**Te lezen fragment**
********************

ECLI:NL:GHAMS:2019:746

Gerechtshof Amsterdam

Datum uitspraak
5 maart 2019
Publicatiedatum
7 maart 2019
Zaaknummer
200.224.147/01
Instantie
Gerechtshof Amsterdam
Type
Uitspraak
Rechtsgebied
Civiel recht
Procedures
  • Hoger beroep
Rechters
Vindplaatsen
  • Rechtspraak.nl
AI samenvatting door LexboostAutomatisch gegenereerd

Uitleg van een transportgoederenverzekering en de dekking bij schade door temperatuurinvloeden tijdens gecombineerd vervoer

In deze zaak gaat het om een hoger beroep van Kapiteyn B.V. tegen verschillende verzekeraars naar aanleiding van schade aan calla's die zijn ontstaan door blootstelling aan te lage temperaturen tijdens het transport. Kapiteyn had een transportgoederenverzekering afgesloten en claimde schadevergoeding van € 418.787,42, terwijl de verzekeraars slechts € 150.000,00 uitkeerden, het maximum verzekerd bedrag per gelegenheid. De rechtbank had eerder de vorderingen van Kapiteyn afgewezen, en het hof moest nu beoordelen of de schade als gevolg van meerdere voorvallen kon worden gezien of dat het ging om één zending die onder de dekking viel. Het hof oordeelde dat de schade aan de calla's was ontstaan door één en dezelfde oorzaak op dezelfde locatie, waardoor de dekking beperkt bleef tot eenmaal de verzekerde som. Het hof bevestigde de uitspraak van de rechtbank en wees de vorderingen van Kapiteyn af, met veroordeling van Kapiteyn in de proceskosten van het hoger beroep.

Uitspraak

GERECHTSHOF AMSTERDAM

afdeling civiel recht en belastingrecht, team I
zaaknummer: 200.224.147/01
zaak-/rolnummer rechtbank Amsterdam: C/13/615355 / HA ZA 16-953
arrest van de meervoudige burgerlijke kamer van 5 maart 2019
inzake
KAPITEYN B.V.,
gevestigd te Breezand,
appellante,
advocaat: mr. M.P.C. Radović te Amsterdam,
tegen:

1.HDI-GERLING VERZEKERINGEN N.V.,

gevestigd te Rotterdam,
2.
REAAL SCHADEVERZEKERINGEN N.V.,
gevestigd Zoetermeer,
3.

********************

**Opgave 1**
Welk bedrag keerden de verzekeraars volgens het arrest over de transportgoederenverzekering aan Kapiteyn uit?
**Opgave 2**
Zet het arrest over de transportgoederenverzekering alstublieft voort na het laatste stuk tekst.

**Een blok gegevens**

********************

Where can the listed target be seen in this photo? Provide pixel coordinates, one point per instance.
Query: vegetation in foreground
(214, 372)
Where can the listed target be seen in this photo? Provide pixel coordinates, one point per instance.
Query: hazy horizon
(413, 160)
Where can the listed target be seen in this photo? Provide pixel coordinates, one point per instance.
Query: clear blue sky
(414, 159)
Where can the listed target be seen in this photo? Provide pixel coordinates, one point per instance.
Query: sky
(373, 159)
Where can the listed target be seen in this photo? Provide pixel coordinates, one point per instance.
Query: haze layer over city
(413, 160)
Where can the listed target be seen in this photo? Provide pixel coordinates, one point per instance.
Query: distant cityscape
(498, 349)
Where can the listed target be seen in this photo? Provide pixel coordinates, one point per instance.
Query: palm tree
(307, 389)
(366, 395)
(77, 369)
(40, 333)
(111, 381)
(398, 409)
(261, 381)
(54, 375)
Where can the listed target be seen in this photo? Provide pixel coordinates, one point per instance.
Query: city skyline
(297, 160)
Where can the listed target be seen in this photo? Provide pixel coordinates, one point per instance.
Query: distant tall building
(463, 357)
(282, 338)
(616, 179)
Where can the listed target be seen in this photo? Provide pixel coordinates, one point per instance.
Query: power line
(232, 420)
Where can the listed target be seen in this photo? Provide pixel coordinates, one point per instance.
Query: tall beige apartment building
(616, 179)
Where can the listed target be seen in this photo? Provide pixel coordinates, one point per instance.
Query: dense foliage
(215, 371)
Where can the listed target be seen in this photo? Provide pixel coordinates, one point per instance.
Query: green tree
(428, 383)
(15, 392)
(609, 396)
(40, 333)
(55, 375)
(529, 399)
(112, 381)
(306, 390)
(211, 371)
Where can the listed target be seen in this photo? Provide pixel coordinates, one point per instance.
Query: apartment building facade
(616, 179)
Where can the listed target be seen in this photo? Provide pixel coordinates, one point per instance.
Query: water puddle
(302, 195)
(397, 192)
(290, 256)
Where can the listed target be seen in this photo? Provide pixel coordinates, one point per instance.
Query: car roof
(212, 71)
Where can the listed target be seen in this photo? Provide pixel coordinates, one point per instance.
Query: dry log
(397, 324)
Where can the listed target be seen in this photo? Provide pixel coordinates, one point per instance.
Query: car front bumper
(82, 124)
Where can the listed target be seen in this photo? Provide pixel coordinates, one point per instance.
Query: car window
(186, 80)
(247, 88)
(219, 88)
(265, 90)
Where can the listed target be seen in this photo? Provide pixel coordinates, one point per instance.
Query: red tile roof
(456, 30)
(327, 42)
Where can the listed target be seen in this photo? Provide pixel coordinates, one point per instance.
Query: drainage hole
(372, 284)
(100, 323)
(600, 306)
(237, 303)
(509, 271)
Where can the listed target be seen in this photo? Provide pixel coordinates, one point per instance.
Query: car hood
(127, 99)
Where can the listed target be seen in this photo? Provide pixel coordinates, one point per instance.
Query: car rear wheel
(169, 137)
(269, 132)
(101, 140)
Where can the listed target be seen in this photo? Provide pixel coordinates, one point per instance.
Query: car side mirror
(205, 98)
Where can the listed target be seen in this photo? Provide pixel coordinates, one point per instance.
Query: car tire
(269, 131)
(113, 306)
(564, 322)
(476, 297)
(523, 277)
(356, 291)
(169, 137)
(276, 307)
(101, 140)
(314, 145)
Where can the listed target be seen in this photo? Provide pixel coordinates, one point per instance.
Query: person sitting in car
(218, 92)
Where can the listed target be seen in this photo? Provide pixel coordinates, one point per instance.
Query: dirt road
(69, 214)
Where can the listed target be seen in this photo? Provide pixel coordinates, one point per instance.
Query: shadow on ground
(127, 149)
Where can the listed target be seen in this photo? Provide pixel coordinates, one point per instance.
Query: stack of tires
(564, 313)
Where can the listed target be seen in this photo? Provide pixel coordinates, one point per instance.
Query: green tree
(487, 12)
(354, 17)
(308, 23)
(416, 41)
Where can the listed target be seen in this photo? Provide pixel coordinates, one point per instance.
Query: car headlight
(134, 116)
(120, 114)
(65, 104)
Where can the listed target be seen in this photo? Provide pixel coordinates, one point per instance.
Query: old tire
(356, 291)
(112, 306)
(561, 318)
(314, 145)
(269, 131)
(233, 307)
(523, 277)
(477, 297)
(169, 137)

********************

**Juist antwoord 1**
€ 150.000,00, het maximum verzekerd bedrag per gelegenheid.

**Juist antwoord 2**
ACHMEA SCHADEVERZEKERINGEN N.V.,
gevestigd te Apeldoorn,
4.
de rechtspersoon naar het recht van het Verenigd Koninkrijk,
AIG EUROPE LIMITED,
gevestigd te London, Verenigd Koninkrijk,
geïntimeerden,
advocaat: mr. V.R. Pool te Rotterdam.

1.Het geding in hoger beroep

Partijen worden hierna Kapiteyn en verzekeraars genoemd.
Kapiteyn is bij dagvaarding van 22 september 2017 in hoger beroep gekomen van een vonnis van de rechtbank Amsterdam van 28 juni 2017, onder het hierboven genoemde zaak-/rolnummer gewezen tussen haar als eiseres en verzekeraars als gedaagden.
Partijen hebben daarna de volgende stukken ingediend:
- memorie van grieven, met producties;
- memorie van antwoord.
Partijen hebben de zaak ter zitting van 14 januari 2019 doen bepleiten, Kapiteyn door mr. Radović, voornoemd en mr. S.A. Willigenburg, advocaat te Amsterdam, en verzekeraars door mr. R. de Haan, advocaat te Rotterdam, ieder aan de hand van pleitnotities die zijn overgelegd.
Ten slotte is arrest gevraagd.
Kapiteyn heeft geconcludeerd dat het hof het bestreden vonnis zal vernietigen en bij arrest - uitvoerbaar bij voorraad - alsnog haar vorderingen zal toewijzen, met veroordeling van verzekeraars in de proceskosten, vermeerderd met nakosten en wettelijke rente.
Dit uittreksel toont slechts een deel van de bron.